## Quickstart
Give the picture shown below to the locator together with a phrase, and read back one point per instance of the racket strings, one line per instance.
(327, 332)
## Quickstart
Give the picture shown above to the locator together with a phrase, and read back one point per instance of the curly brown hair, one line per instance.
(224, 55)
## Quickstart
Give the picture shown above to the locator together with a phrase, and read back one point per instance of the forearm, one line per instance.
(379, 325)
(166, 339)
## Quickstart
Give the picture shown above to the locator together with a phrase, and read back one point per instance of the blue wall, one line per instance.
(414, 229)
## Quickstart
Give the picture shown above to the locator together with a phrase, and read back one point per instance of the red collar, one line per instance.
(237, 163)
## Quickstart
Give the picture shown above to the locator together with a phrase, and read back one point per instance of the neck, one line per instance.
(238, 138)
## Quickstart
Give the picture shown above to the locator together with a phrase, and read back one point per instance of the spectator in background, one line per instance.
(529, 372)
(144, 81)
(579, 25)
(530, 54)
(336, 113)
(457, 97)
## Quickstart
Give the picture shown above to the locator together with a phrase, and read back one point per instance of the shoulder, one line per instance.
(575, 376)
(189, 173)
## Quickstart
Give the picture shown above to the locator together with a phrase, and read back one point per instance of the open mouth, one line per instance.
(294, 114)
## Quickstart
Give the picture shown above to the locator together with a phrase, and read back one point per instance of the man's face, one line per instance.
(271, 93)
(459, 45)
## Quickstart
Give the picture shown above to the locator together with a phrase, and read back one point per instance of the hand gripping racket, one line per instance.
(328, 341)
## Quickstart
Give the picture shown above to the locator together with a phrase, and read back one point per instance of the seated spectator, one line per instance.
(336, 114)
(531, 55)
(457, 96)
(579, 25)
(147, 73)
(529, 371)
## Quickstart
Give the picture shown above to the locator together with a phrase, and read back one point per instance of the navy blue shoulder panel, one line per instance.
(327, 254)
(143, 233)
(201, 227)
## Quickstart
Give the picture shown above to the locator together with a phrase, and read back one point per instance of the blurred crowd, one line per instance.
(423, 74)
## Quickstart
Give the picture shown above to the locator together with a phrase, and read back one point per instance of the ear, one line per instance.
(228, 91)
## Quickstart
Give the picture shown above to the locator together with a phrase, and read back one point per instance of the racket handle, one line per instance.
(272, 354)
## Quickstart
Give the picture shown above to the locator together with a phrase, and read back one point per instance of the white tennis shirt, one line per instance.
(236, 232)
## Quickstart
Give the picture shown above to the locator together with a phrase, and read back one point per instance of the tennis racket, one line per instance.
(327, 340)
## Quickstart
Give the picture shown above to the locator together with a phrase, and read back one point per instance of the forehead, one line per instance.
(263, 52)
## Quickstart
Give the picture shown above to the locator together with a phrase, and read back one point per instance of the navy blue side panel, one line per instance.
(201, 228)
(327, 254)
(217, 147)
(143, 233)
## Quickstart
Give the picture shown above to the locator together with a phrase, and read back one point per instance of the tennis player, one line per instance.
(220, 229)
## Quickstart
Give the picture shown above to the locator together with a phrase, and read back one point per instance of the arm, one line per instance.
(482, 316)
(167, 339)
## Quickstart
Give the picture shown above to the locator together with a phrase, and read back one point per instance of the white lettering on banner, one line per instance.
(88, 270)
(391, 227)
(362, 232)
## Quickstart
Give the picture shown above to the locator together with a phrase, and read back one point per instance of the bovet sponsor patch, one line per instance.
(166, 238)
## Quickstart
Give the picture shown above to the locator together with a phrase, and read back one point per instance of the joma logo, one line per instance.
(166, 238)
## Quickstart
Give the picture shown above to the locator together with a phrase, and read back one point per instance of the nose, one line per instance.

-*-*-

Problem description: Copy out each line of the records character for character.

Response:
## Quickstart
Give the picture shown below to the locator together with a phrase, and read back one point per instance of the racket strings, one line per instance.
(327, 332)
## Quickstart
Give the picture shown above to the locator together with a phrase, and read back one point per instance of the curly brown hair, one line per instance.
(224, 55)
## Quickstart
Give the picture shown above to the locator together with a phrase, and read back one point per instance of the forearm, one line per instance.
(379, 325)
(166, 339)
## Quickstart
Give the picture shown above to the locator together with a phrase, and read back one point per instance of the blue wall, one line per instance.
(414, 229)
## Quickstart
Give the picture shown above to the locator together with a phrase, and read back one point per instance of the red collar, one line per instance.
(237, 163)
## Quickstart
Give the picture shown above to the locator together with a phrase, and read back one point per instance of the neck, one line per instance.
(238, 138)
## Quickstart
Give the picture shown above to the locator together with a phrase, and read back one point per instance of the spectator in background, one line per instance.
(529, 372)
(144, 81)
(579, 25)
(530, 54)
(336, 113)
(457, 97)
## Quickstart
Give the picture shown above to the locator together with a phrase, and read back one point per instance of the shoulder, one line per instance.
(575, 376)
(189, 173)
## Quickstart
Give the picture shown above to the locator together with a phrase, and read back one point per instance of the open mouth, one line per instance.
(294, 114)
## Quickstart
Give the picture shown above to the locator together with a phrase, and read back one point per instance of the man's face, one line per instance.
(271, 93)
(459, 45)
## Quickstart
Give the picture shown above to the locator together with a phrase, and read back one point per instance of the hand gripping racket, one line per instance.
(328, 341)
## Quickstart
Give the picture shown above to the locator together with a phrase, and read back one point per instance of the seated spectator, one line per instance.
(336, 114)
(531, 55)
(457, 96)
(579, 25)
(147, 73)
(529, 371)
## Quickstart
Give the picture shown above to the locator together with a phrase, and read back one point per instance of the navy blue shoulder panel, one line per instance.
(327, 254)
(143, 233)
(201, 227)
## Quickstart
Give the picture shown above to the locator together with a phrase, and read back one point per instance of the blurred crowd, one line per instance.
(423, 74)
## Quickstart
Give the picture shown above to the locator together with a phrase, and read back one point per instance of the ear, one line per instance.
(228, 91)
## Quickstart
Give the picture shown above to the locator together with a phrase, and read back one point per instance of the racket handle, one line per instance.
(272, 354)
## Quickstart
Give the picture shown above to the locator together with a phrase, and read back one point per instance of the white tennis shirt, one line per instance.
(236, 232)
## Quickstart
Give the picture shown above to the locator together with a phrase, and read back one point per instance of the tennis racket, one line per instance.
(327, 340)
## Quickstart
Give the picture shown above to the locator together with a phrase, and read back one point per instance of the forehead, one line per instance.
(263, 52)
## Quickstart
Give the picture shown above to the locator together with a phrase, and read back one point per instance of the navy blue side panel, one line per instance.
(201, 228)
(327, 254)
(217, 147)
(143, 233)
## Quickstart
Give the picture shown above to the locator together with a phrase, and read back one point per instance of the tennis player, one line per instance.
(220, 229)
## Quickstart
Give the picture shown above to the locator together with a phrase, and read back one point per instance of the arm, one line per instance.
(482, 316)
(167, 339)
## Quickstart
Give the picture shown above to the locator together with a phrase, and read back one point per instance of the white lettering on banner, one line per instance.
(88, 270)
(391, 227)
(362, 232)
## Quickstart
Give the picture shown above to the locator together with a phrase, and read back one point per instance of the bovet sponsor patch, one line per instance.
(166, 238)
## Quickstart
Give the picture shown above to the locator together with a phrase, and read back one point per instance of the joma logo, one line per instance.
(166, 238)
## Quickstart
Give the picture shown above to the locator together with a phrase, and read back one point per instance of the nose, one line per instance.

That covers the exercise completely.